MaTA Kirimi Surat Untuk Jamwas Kejagung RI, Ada Apa?
Font: Ukuran: - +
Kolase Surat permohonan pemeriksaan terhadap kinerja Kejari Lhokseumawe dalam pengungkapan kasus dugaan korupsi dan Kantor Kejari Lhokseumawe. [Foto: Kolase]
DIALEKSIS.COM | Banda Aceh - 26 Juli 2021, Kasus dugaan korupsi tanggul di Kota Lhokseumawe yang kini ditangani oleh Kejaksaan Negeri (Kejari) Lhokseumawe masih jauh dari harapan publik.
Masyarakat Transparansi Aceh (MaTA) yang merupakan organisasi masyarakat sipil yang eksis dan konsisten dalam kegiatan advokasi kebijakan publik dan pemberantasan korupsi guna mendorong terswujudnya pemerintahan yang baik dan bersih di Aceh meminta kepada Jaksa Agung Muda Pengawasan (Jamwas) Kejaksaan Agung (Kejagung) RI untuk melakukan pemeriksaan terhadap kinerja Kejari Lhokseumawe dalam pengungkapan kasus dugaan korupsi pembangunan pengaman pantai Cunda-Meuraksa Lhokseumawe.
Adapun permintaan tersebu, Berdasarkan hasil pemantauan dari pihak MaTA, didapati bahwasannya Kejari Lhokseumawe diduga kuat melindungi oknum pelaku kasus tersebut. Pasalnya sejak ditangani sejak Januari 2021, belum ada satupun oknum yang ditetapkan sebagai tersangka.
Padahal serangkaian kegiatan penyelidikan yang telah dilakukan, Kejari Lhokseumawe telah menyatakan bahwa kasus tersebut telah ditemukan pelanggaran hukum dan juga adanya potensi kerugian negara, hal tersebut dibuktikan dengan hasil audit investigatif yang dikeluarkan oleh BPKP Perwakilan Aceh.
————
Ketentuan Tugas
1. Menurut berita tentang surat MaTA, lembaga apa yang mengeluarkan hasil audit investigatif kasus tanggul itu?
2. Salin bagian berita tentang surat MaTA, mulai dari "Masyarakat Transparansi Aceh" dan berakhir pada "pantai Cunda-Meuraksa Lhokseumawe.".
Daftar ini tidak perlu dipakai.

Entri data yang dikumpulkan
————
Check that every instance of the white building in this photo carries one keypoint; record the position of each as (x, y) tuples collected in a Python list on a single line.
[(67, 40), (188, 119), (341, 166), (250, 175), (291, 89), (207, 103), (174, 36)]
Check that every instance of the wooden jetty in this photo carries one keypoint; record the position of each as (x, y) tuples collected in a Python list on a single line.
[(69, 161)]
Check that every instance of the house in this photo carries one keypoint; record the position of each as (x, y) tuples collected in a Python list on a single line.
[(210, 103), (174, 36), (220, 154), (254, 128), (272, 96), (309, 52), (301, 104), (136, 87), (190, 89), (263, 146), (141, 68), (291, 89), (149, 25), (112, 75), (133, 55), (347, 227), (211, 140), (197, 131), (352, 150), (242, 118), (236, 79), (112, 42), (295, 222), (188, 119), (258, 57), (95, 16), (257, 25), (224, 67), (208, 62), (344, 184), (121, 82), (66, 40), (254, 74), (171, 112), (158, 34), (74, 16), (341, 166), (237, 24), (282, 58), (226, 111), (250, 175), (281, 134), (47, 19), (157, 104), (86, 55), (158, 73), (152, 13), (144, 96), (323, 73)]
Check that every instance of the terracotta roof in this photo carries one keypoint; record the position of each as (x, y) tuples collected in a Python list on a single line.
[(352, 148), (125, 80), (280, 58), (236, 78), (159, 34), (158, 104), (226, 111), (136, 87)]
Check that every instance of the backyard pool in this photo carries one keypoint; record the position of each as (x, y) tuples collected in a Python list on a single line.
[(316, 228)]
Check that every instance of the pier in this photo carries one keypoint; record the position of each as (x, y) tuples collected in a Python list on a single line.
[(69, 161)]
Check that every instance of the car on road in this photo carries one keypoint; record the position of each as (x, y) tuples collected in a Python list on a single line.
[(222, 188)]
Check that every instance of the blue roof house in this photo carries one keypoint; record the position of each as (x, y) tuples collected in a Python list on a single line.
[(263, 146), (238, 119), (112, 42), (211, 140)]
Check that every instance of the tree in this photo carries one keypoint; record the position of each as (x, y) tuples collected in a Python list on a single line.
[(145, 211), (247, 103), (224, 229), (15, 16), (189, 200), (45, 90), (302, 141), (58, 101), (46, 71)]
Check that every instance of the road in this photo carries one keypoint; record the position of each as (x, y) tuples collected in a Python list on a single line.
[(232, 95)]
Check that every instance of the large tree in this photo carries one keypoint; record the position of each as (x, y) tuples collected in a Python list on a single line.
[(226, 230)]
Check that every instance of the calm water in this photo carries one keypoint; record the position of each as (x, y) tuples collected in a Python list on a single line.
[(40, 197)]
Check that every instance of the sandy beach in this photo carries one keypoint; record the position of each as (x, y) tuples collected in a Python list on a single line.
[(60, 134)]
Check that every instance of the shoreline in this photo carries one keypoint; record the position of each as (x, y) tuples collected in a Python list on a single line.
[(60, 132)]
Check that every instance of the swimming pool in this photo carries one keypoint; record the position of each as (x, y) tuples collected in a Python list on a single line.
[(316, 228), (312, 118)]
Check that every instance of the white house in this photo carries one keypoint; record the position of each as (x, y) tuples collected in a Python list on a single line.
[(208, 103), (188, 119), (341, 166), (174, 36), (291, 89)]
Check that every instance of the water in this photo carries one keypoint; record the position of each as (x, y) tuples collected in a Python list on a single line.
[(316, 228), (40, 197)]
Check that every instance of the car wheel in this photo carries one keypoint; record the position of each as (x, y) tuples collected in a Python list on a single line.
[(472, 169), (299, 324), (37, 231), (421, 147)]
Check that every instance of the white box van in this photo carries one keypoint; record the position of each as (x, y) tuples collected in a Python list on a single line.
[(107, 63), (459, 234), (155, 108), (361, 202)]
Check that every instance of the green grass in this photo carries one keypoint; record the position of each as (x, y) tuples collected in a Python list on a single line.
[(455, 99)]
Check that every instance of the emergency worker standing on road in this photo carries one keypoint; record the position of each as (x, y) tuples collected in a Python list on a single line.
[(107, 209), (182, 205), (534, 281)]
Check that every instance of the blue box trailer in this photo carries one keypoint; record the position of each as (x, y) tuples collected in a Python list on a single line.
————
Hasil Tiap Tugas
1. BPKP Perwakilan Aceh.

2.
Masyarakat Transparansi Aceh (MaTA) yang merupakan organisasi masyarakat sipil yang eksis dan konsisten dalam kegiatan advokasi kebijakan publik dan pemberantasan korupsi guna mendorong terswujudnya pemerintahan yang baik dan bersih di Aceh meminta kepada Jaksa Agung Muda Pengawasan (Jamwas) Kejaksaan Agung (Kejagung) RI untuk melakukan pemeriksaan terhadap kinerja Kejari Lhokseumawe dalam pengungkapan kasus dugaan korupsi pembangunan pengaman pantai Cunda-Meuraksa Lhokseumawe.